[TASK 1]:
What does the Court do with the Commissioner's decision in the memorandum opinion?
[TASK 2]:
Please write out the part of the memorandum opinion that opens with "This case is" and closes with "Social Security Administration.", switching "Magistrate Judge" to "District Judge".

From Casetext: Smarter Legal Research

Hermiller v. Commissioner of Social Security Administration

United States District Court, N.D. Ohio
Dec 8, 2011
CASE NO. 3:10-CV-2432 (N.D. Ohio Dec. 8, 2011)

Opinion

CASE NO. 3:10-CV-2432

December 08, 2011.


MEMORANDUM OPINION


This case is before the Magistrate Judge pursuant to the consent of the parties. (Doc. 9). The issue before the undersigned is whether the final decision of the Commissioner of Social Security (the "Commissioner") denying Plaintiff Patricia Hermiller's application for a Period of Disability and Disability Insurance benefits under Title II of the Social Security Act, 42 U.S.C. § 416(i) and 423, is supported by substantial evidence, and therefore, conclusive.

For the reasons set forth below, the Court REVERSES the decision of the Commissioner and REMANDS the case back to the Social Security Administration.

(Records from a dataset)

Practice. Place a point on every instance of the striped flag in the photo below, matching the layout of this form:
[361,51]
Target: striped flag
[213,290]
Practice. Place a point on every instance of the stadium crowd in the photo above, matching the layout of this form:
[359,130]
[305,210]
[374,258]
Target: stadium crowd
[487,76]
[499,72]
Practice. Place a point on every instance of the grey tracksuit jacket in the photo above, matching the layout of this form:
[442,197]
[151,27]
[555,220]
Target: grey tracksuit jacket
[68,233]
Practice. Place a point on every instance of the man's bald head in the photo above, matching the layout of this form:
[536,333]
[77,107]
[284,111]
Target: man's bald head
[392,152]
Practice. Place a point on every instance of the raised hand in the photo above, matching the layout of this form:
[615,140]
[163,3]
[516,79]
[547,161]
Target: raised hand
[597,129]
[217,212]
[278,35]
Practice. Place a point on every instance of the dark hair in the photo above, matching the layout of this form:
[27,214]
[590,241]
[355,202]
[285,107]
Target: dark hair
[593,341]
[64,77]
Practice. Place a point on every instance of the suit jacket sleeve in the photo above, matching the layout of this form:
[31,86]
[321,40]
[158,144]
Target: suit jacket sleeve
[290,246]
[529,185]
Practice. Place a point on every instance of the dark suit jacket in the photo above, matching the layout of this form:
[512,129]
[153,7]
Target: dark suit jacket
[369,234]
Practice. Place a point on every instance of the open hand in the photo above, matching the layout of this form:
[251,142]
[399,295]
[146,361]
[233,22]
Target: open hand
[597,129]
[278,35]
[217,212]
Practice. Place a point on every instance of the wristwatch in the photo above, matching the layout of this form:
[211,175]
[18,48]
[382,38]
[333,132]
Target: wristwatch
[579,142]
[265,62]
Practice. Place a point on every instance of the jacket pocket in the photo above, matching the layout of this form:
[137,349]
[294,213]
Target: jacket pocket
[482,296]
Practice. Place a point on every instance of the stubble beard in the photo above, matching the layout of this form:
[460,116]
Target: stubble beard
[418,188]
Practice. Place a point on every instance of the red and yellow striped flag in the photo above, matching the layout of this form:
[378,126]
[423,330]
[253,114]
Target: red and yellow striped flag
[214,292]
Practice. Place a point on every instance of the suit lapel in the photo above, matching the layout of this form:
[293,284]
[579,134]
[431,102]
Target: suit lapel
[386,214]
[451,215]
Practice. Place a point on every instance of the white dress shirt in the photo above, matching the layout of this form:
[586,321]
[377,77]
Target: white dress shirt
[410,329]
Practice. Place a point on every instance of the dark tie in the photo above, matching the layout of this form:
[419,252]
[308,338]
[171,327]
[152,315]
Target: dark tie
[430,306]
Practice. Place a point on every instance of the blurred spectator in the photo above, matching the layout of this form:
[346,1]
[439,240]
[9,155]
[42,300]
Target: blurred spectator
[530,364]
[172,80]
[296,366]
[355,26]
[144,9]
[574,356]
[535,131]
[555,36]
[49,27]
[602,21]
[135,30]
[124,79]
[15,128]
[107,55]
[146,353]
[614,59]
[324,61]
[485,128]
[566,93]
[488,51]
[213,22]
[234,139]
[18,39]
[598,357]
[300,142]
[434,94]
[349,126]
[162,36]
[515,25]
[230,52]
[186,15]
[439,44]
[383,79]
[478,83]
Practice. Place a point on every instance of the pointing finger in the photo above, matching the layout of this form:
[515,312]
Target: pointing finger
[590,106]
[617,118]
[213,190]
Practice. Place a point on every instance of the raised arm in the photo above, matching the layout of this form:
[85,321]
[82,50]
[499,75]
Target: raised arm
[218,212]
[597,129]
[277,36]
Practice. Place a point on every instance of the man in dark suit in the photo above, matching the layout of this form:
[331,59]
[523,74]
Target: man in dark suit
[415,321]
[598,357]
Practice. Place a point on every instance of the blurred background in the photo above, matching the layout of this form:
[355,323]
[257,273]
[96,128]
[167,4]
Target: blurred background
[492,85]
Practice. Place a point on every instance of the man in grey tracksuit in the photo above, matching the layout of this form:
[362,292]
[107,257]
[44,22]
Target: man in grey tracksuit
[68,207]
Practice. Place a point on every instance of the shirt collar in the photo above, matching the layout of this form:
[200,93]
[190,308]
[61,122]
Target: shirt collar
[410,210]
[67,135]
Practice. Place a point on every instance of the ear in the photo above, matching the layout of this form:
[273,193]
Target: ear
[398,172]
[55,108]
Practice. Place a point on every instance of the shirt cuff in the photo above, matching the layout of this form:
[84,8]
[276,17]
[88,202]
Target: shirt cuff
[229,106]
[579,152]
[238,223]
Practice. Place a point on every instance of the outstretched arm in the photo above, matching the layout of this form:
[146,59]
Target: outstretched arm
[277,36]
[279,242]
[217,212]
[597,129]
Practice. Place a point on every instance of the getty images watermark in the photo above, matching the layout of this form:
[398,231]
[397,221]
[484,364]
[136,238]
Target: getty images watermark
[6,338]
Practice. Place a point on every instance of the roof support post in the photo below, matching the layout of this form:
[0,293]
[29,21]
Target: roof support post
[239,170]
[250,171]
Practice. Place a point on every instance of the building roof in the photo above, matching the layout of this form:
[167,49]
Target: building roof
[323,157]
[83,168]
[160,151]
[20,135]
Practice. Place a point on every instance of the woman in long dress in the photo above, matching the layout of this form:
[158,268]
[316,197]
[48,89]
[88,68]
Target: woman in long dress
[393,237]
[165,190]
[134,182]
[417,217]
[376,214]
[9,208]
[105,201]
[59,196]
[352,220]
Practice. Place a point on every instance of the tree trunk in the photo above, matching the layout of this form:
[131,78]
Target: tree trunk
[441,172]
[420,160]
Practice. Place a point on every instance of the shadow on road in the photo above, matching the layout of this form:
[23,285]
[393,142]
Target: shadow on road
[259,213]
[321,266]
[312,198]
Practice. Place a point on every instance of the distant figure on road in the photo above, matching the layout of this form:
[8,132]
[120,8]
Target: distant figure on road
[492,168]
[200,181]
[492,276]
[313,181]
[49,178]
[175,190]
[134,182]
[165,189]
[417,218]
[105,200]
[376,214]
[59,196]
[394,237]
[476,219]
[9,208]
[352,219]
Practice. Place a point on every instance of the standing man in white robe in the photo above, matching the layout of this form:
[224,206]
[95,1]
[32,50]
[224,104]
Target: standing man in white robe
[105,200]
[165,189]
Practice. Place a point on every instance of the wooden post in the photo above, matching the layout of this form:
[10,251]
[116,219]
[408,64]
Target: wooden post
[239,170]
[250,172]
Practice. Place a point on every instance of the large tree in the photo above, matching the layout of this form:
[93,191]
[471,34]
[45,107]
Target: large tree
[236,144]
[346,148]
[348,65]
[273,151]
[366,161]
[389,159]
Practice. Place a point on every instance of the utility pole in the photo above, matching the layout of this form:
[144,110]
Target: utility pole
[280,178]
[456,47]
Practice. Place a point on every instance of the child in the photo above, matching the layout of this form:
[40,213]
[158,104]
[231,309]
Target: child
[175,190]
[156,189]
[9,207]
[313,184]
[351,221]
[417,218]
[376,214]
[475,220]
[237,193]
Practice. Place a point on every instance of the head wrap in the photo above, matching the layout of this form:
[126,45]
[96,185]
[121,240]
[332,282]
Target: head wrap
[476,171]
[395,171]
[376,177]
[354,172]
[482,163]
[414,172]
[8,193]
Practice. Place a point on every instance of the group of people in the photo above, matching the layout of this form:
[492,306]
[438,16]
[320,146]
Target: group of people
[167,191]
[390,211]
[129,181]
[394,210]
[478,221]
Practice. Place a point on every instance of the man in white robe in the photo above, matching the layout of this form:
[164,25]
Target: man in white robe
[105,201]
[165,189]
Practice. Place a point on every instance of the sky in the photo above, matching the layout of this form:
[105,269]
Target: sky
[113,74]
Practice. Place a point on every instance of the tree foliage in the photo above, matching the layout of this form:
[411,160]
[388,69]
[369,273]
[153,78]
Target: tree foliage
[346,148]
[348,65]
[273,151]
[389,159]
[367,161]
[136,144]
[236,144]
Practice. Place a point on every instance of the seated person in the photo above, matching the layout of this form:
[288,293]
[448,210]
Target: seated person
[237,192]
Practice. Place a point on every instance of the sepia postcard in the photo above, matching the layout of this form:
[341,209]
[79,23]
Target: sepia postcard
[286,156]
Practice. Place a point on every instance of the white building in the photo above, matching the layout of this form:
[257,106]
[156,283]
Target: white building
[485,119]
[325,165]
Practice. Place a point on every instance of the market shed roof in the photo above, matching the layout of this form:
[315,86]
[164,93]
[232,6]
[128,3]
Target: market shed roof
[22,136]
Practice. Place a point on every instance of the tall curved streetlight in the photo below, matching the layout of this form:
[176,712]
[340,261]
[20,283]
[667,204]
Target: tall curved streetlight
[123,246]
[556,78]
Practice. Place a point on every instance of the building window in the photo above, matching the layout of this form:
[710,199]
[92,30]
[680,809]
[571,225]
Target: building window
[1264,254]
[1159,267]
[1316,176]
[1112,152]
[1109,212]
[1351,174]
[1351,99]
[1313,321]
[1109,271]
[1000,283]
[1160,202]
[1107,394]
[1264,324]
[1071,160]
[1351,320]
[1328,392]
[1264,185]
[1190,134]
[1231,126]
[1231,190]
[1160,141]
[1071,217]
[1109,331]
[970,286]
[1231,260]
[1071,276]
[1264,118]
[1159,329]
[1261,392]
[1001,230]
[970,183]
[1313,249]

[TASK RESPONSE 1]:
The Court reverses the Commissioner's decision and remands the case to the Social Security Administration.

[TASK RESPONSE 2]:
This case is before the District Judge pursuant to the consent of the parties. (Doc. 9). The issue before the undersigned is whether the final decision of the Commissioner of Social Security (the "Commissioner") denying Plaintiff Patricia Hermiller's application for a Period of Disability and Disability Insurance benefits under Title II of the Social Security Act, 42 U.S.C. § 416(i) and 423, is supported by substantial evidence, and therefore, conclusive.

For the reasons set forth below, the Court REVERSES the decision of the Commissioner and REMANDS the case back to the Social Security Administration.